__Source__:
########################################

In 1988 I passed my French language GCSE exam; it’s been downhill all the way since. A year ago in Argentina, I got to the stage where I could just about express myself in Spanish. But it’s been fading. Nevertheless I’m on the websemantique (french) and web-semantica-ayuda (spanish) lists (this is the good influence of Chaals from W3C and SWAD-Europe days), and will try to follow and occasionally respond (usually just a perhaps-relevant link). It’s a good exercise for English speakers to do, to remind them how many folk experience the primarily English-language dialog that dominates the technology scene.

So just now I happened to notice CharlesNepote‘s name on Twitter, from the websemantique list. And in reading his twitter stream, I realised this: twitter posts in a foreign language are easier to follow than either full blog posts, email threads or realtime IM/IRC chat. It’s a nice level of granularity that can bridge language communities a little, since someone with fading schoolkid or tourist knowledge of another language can use and reinforce it by reading microblogs in it.

A related SemWeb use case: yesterday in #foaf we had someone asking about RDF who would rather have spoken Italian. It should be easier to find the members of a multi-language community who can help in such cases. We have SemWeb vocabulary that lets people declare what language they speak, read, or write; and there are ways of expressing interests in topics, or membership of a community. What we’re missing is stable, reliable and queryable aggregates of data expressed in those terms. I think we can change that in 2008…

HTML Imagemap authoring tool for MacOSX?


I’ve searched around in vain for one. I want to annotate my FOAF spec diagram with mouseover text and links into the documentation. Most of the tools I find are a decade or more old, or pay-to-play. I remember the Gimp image editor can do imagemaps, but it crashes on startup on my MacBook. I did find a nice Javascript editor the other day, but it had no “undo” function, which made complex work impossible. Maybe I’ll try Amaya. Suggestions very much welcomed! Are imagemaps *that* uncool these days? They’re just SVG and image metadata in another notation… (and imho one of the the more interesting scenarios for HTML-based microformattery). That last link has missing photos and out of date SVG, but might still be of interest. A surviving screenshot included here.

########################################

__Provided data__:

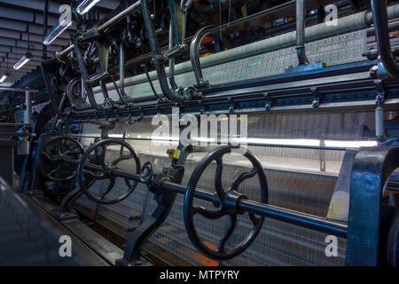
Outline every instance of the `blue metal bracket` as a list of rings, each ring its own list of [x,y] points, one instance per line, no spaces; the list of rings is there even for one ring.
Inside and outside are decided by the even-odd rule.
[[[387,261],[389,220],[382,202],[385,185],[399,166],[399,147],[361,148],[350,180],[347,265],[376,266]]]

########################################

__Set problem 1__: From the blog post, write out again the part that opens with the words "So just now" and closes with "microblogs in it.", switching "microblogs" to "short posts".
__Set problem 2__: Carry the blog post on from the point where it stops.
The listing is not needed for anything here.

__Exercise response 1__:
So just now I happened to notice CharlesNepote‘s name on Twitter, from the websemantique list. And in reading his twitter stream, I realised this: twitter posts in a foreign language are easier to follow than either full blog posts, email threads or realtime IM/IRC chat. It’s a nice level of granularity that can bridge language communities a little, since someone with fading schoolkid or tourist knowledge of another language can use and reinforce it by reading short posts in it.

__Exercise response 2__:
Nearby: (from SWAD-Europe hacking days) an imagemap2svg.xslt thanks to Max Froumentin.

Update: I installed Amaya 9.99 for Intel MacOSX. Sadly it couldn’t even display my JPEG properly, although it did do a better job showing OmniGraffle’s SVG output than Firefox.


Symbol languages and the Semantic Web

OK so I just stumbled upon this…

Bomb in Baghdad

…via Jonathan Chetwynd’s ever-inventive and SVG-happy Peepo.com.

The “Car Bomb in Baghdad” story is from a site created by Widgit Software, and explains itself as follows:

Symbolworld has been set up to provide a web site with material suitable for symbol readers of all ages. The internet is an important medium which many people really like to use. Sadly there is very little material that is appropriate or accessible by people with learning difficulties.

The copyright statement for Symbolworld says “symbols on this page are copyright of the commercial owners. They may not be copied or used in any other format without the written permission from the owner.“, which initially struck me as a potential challenge to any use of this particular symbol-set for online communication. But I don’t really know this scene, and I guess this copyright could be just the same as the way eg. fonts are copyrighted.

So I don’t know much about this particular project/company/product, but it reminded me of some similar work I heard about a few years ago. Back when the EU, in their occasionally infinite wisdom, funded SWAD-Europe to run around talking to interesting people about standards and the Semantic Web (and giving them t-shirts) , Chaals organised a great developer workshop in Madrid on Image annotation. We had the usual fun with SVG and RDF (which btw I’m still betting on) and I got to learn a bit about CCF. Seeing the Baghdad example this morning reminded me of all this. I’ve been clicking around and trying to gather my sprawling thoughts.

CCF, the Concept Coding Framework, is kinda image annotation in reverse. Instead of focussing on the description of the content, concepts etc associated with images, the emphasis is on the use of images to illustrate some enumerated set of concepts. From Chaals’ workshop report re outcomes, I’m reminded that we discussed…

How to use Creative Commons and similar vocabularies to determine whether a particular symbol can be freely used (typically in commercial systems the symbols themselves are proprietary, which can be a major barrier to communication between people who have different systems).

CCF was using some variant of SKOS (another SWAD-Europe activity). This found its way into SKOS itself, where we now have prefSymbol and altSymbol relationships that associate a skos:Concept with a dcmitype:Image. Borrowing an illustration from the SKOS Core guide here:

skos symbol diagram

The guide also notes a distinction between symbolic labelling and “depiction” in the FOAF sense; some symbols are purely symbolic, and have no representational content.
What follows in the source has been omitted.